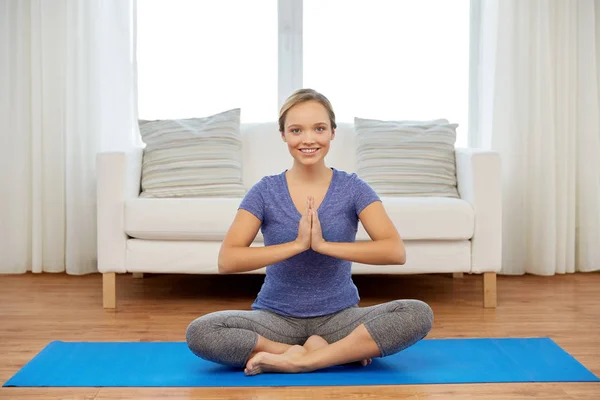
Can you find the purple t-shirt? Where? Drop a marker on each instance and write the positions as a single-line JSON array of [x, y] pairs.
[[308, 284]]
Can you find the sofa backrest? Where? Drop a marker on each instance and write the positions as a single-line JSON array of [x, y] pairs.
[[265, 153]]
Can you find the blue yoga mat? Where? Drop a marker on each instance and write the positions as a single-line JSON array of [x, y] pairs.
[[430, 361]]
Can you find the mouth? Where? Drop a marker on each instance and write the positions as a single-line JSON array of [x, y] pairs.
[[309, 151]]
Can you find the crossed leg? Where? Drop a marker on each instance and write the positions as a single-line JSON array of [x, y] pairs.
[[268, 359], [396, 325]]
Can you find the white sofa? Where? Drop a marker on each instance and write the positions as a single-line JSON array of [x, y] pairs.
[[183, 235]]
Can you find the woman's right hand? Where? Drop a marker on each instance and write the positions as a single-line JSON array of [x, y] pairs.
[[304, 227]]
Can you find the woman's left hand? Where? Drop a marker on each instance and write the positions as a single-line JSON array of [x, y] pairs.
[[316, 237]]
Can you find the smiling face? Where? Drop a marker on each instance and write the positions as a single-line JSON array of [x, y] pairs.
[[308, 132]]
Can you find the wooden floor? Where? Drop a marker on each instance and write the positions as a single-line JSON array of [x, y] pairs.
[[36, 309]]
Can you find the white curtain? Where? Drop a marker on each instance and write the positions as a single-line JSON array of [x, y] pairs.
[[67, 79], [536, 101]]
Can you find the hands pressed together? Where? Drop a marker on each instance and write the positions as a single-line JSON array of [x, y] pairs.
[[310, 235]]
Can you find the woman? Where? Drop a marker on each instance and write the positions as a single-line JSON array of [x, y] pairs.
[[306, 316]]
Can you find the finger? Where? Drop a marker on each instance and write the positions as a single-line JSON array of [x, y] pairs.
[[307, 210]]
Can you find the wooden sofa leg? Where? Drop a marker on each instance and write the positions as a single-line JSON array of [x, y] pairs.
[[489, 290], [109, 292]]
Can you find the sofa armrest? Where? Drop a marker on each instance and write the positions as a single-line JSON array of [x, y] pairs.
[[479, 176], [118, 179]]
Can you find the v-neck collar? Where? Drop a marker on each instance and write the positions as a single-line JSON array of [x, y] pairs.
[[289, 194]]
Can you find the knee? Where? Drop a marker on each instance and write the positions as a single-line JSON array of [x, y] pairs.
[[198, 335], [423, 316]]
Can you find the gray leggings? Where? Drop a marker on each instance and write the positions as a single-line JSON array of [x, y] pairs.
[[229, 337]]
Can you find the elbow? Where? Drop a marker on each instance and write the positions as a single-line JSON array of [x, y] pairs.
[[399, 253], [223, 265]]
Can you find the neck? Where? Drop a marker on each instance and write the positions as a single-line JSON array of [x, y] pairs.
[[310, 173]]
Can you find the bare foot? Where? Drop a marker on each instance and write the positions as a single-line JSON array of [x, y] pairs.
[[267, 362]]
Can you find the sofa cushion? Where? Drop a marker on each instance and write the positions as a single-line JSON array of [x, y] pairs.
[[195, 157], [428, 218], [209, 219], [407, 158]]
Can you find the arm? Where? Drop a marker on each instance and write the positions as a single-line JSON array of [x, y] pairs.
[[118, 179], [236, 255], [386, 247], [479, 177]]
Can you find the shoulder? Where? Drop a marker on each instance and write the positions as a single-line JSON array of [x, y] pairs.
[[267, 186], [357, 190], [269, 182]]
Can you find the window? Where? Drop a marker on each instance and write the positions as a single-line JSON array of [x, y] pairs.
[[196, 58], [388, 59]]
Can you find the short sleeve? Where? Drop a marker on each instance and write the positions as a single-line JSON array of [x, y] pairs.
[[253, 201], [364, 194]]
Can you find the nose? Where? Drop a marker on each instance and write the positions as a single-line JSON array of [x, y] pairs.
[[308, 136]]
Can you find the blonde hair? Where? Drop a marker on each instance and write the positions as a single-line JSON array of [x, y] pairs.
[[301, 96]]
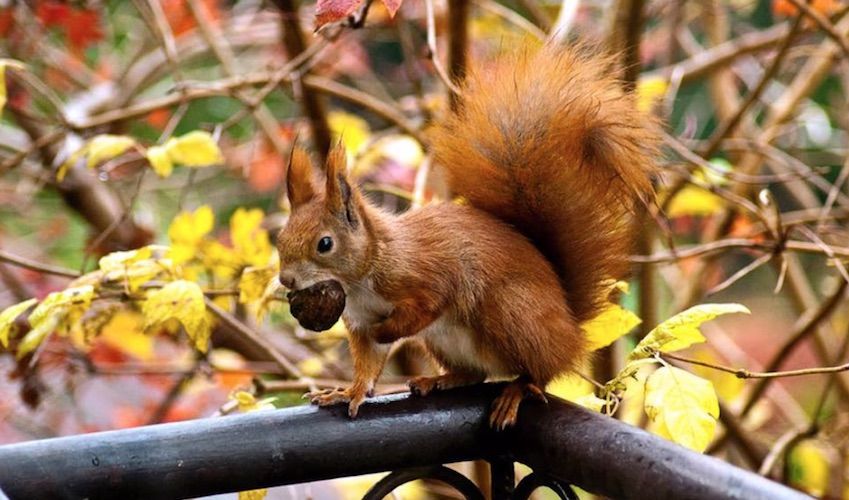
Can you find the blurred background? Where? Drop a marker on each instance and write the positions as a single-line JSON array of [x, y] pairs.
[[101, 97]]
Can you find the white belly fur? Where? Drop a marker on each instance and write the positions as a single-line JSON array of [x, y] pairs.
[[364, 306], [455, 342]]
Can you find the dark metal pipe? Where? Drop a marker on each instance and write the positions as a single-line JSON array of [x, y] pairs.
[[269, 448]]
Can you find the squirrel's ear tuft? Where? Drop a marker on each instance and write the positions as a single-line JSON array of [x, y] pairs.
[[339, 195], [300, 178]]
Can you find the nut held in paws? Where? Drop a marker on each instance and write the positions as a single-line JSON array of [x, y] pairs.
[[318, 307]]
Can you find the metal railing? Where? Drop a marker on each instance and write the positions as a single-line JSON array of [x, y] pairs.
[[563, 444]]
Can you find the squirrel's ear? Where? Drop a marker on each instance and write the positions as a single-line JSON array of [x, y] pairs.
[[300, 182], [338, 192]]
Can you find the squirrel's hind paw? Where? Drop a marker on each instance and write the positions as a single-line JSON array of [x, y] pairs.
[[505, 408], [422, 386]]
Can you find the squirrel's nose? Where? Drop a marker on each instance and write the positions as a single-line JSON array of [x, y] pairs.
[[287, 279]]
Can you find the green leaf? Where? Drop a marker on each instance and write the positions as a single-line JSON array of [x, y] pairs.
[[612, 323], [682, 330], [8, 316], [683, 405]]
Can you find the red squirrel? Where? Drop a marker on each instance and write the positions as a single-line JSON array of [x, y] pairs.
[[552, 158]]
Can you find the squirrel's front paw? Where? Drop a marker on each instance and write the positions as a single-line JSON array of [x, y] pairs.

+-------+

Rewrite all the records above, switching each "Drop a marker" to "Place a pin" and changing nothing else. Leave the pictures out.

Can you find the purple t-shirt? Where? Place a pin on each instance and write the positions as a single-line JSON array of [x, y] pairs.
[[308, 284]]
Can you find the sofa backrest? Where? Place a pin on each instance and write the positions as a single-line JSON array of [x, y] pairs.
[[265, 153]]
Can you find the blue yoga mat? Where? Place a pin on each instance and write the positions as a single-line JSON array of [x, y] pairs.
[[430, 361]]
Can you find the mouth? Where? Place a pin on each instance and write the positions as a single-line JSON array of [x, y] pairs.
[[309, 151]]
Can you find the crossed leg? Where? Place a pin on each instance and write the positions as a single-line JSON array of [x, y] pairs.
[[268, 359], [396, 325]]
Can you find the white sofa? Where? Place a pin on each instance and write the positions as a single-line JSON array of [x, y] pairs.
[[183, 235]]
Can you find the woman's right hand? Where? Place a pin on each instance and write the positions as a single-line JSON array of [x, y] pairs.
[[304, 227]]
Can you find the woman's left hand? Where? Place a pin on each instance and write the positions as a single-line JSON array of [x, y] pairs.
[[316, 237]]
Can you find the smiling face? Where? Place a pin on each instance and write the positions as a single-line JSON array of [x, y] pairs.
[[308, 132]]
Can you find the wooden floor? Where? Place a pin on each instance and write the positions as a single-line JSON array of [x, y] pairs.
[[36, 309]]
Can you find the white curtain? Where? Place a pin on each instance and write the positions as a single-line JSON array of [x, y] pairs.
[[67, 79], [536, 101]]
Can you find the hands pressed together? Where? Place a pin on each instance and write the positions as a single-line JSON array of [x, y] pairs.
[[310, 235]]
Can you find the woman? Where? Place a pin on each instance and write the positions as a single-line JSON array of [x, y] pairs.
[[306, 316]]
Can you find the finger? Where? Place a pin on each instance and write the positions as a single-line JSON array of [x, y] pairs.
[[307, 210]]
Can you find the wooden sofa leg? Where? Place a pin on each instance and write the positions as a single-line JSON array of [x, y] pairs.
[[489, 290], [109, 292]]
Can you find the sofa armrest? Where? Place a pin on each instance and write the positions as a single-line JSON array of [x, y] pairs.
[[479, 176], [118, 179]]
Can you find the v-neck collar? Where? Place a pin on each instance and write the positions as a single-line JSON array of [x, y] pairs.
[[289, 194]]
Can you find the knee? Where? Place a pin on each instance and write the positions as a single-line JSON array of [x, y] pairs.
[[198, 335], [423, 316]]
Can you find the gray leggings? Where? Place a pin on each instance and write the positions as a single-line JSON array of [x, y] pairs.
[[229, 337]]
Can you find the elbow? Where? Place a pin on each instance and write the positions as a single-line JSON array of [x, y] pairs.
[[399, 253], [223, 265]]
Can you find the neck? Where? Place a pin on each instance and write the positions as a single-line JSON array of [x, y] pairs.
[[310, 173]]
Can you find the bare foot? Where? Place a pin on each instance and write the positions as a single-line JSON array of [x, y] pairs.
[[267, 362]]
Can you find the sofa cushion? Where? Place a pin on each instance and write the positions as a single-line JSON array of [x, y] pairs.
[[195, 157], [428, 218], [209, 219], [407, 158]]
Can you find the arm? Where? Place a pin on each instance and write the positions as a single-line JSON array of [x, y] pairs.
[[118, 179], [236, 255], [386, 247], [479, 177]]
Can you find the shoulder? Where? Place a pin on each instance and write the positions as a single-line JSON array of [x, y] pairs.
[[267, 186], [357, 190], [269, 182]]
Can you find the window? Where? Place a pin on each instance and write the positions as a single-line JSON array of [x, y] pairs.
[[196, 58], [388, 59]]
Can you find the short sleeve? Where? Place a pin on each instance and write the positions as a single-line JSON array of [x, y] pairs.
[[253, 201], [364, 194]]
Can you find the nose? Where? Place a pin on each instance and write the positions as a single-line JSON array of [x, y] pairs.
[[308, 136]]
Can you find the blonde hair? Where? Place a pin on each instance and write the positions as a single-line JSON array of [x, y] pairs.
[[301, 96]]
Can you find the blurred background? Where? Place a pin on each instance and write the positions as a single-line JSON array of [x, y] pairs.
[[101, 97]]
Can you find the white belly fur? Where? Place a pin on each instance and write the positions as a single-line JSON array of [x, y] pairs.
[[364, 306], [455, 342]]
Can you find the dark metal pipe? Where? Place a pin on each instance and write the positions as a single-line JSON array of [x, y] pairs.
[[269, 448]]
Can you find the squirrel's ear tuft? Where? Place a pin on each instance and write the positions as a single-line JSON array of [x, y] pairs.
[[339, 195], [300, 178]]
Can you find the nut held in paws? Where? Place a pin on each instance and write the positions as a single-line JSON array of [x, y] pairs.
[[318, 307]]
Can you find the metal railing? Where? Place a pin on each instance and write the positions as a single-line JSON array of [x, y] pairs.
[[563, 444]]
Can you find the squirrel's ear? Where? Place a pin on each instance and write the positions as a single-line JSON array of [x, y] pairs.
[[300, 182], [338, 192]]
Can you find the squirrel's hind paw? Where? Place a pin on each instance and write the positions as a single-line JSON array of [x, y] pairs.
[[505, 408], [422, 386]]
Can you find the squirrel's nose? Where? Place a pin on each instance and write the positions as a single-line JSON array of [x, y] pairs.
[[287, 279]]
Can you find the green leaf? Where? Place a pin on each instance and write the positions as a single-line JSON array of [x, y] pairs.
[[612, 323], [682, 330], [8, 316], [683, 405]]
Can you find the red squirrel? Where? Place a pin on each instance and write the positions as a single-line JSON array of [x, y] pairs.
[[552, 158]]
Can you find the squirrel's front paw? Where? Place a pin on each instance and write the positions as a single-line JSON array of [x, y] pairs.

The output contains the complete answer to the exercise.